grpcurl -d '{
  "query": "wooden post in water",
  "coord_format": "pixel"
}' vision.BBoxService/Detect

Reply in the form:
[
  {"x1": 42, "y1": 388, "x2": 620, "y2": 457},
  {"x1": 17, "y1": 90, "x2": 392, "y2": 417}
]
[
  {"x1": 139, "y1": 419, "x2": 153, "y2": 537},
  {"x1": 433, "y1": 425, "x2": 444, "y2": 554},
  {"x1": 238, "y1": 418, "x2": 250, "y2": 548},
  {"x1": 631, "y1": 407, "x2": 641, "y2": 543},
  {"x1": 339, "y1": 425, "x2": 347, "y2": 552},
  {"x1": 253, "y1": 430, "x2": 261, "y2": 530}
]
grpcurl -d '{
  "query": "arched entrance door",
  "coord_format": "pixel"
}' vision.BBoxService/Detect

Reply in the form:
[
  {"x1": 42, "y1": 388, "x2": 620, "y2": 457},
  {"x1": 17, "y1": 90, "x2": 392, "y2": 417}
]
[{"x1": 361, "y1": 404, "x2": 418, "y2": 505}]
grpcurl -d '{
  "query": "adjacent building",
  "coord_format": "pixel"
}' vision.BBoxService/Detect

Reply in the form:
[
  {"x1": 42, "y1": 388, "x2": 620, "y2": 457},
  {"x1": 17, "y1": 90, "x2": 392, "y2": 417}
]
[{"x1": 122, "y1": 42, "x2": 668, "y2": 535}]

• _Aim_
Quote all three items above verbatim, keeping every character and line break as it appears.

• _Solution to the exercise_
grpcurl -d '{
  "query": "wooden post in water",
  "coord_format": "pixel"
}' vision.BBoxService/Detect

Reply in the form:
[
  {"x1": 42, "y1": 388, "x2": 620, "y2": 457},
  {"x1": 17, "y1": 90, "x2": 392, "y2": 417}
]
[
  {"x1": 139, "y1": 419, "x2": 153, "y2": 537},
  {"x1": 433, "y1": 425, "x2": 444, "y2": 554},
  {"x1": 238, "y1": 418, "x2": 250, "y2": 548},
  {"x1": 631, "y1": 407, "x2": 641, "y2": 543},
  {"x1": 339, "y1": 425, "x2": 347, "y2": 552},
  {"x1": 253, "y1": 430, "x2": 261, "y2": 530}
]
grpcurl -d '{
  "query": "arched entrance door",
  "coord_format": "pixel"
}' vision.BBoxService/Detect

Reply in the form:
[
  {"x1": 42, "y1": 388, "x2": 620, "y2": 457},
  {"x1": 17, "y1": 90, "x2": 392, "y2": 417}
]
[{"x1": 361, "y1": 404, "x2": 418, "y2": 505}]
grpcurl -d '{
  "query": "adjacent building",
  "coord_format": "pixel"
}' vision.BBoxService/Detect

Reply in the form:
[
  {"x1": 42, "y1": 388, "x2": 620, "y2": 457},
  {"x1": 17, "y1": 90, "x2": 392, "y2": 417}
]
[{"x1": 122, "y1": 42, "x2": 668, "y2": 535}]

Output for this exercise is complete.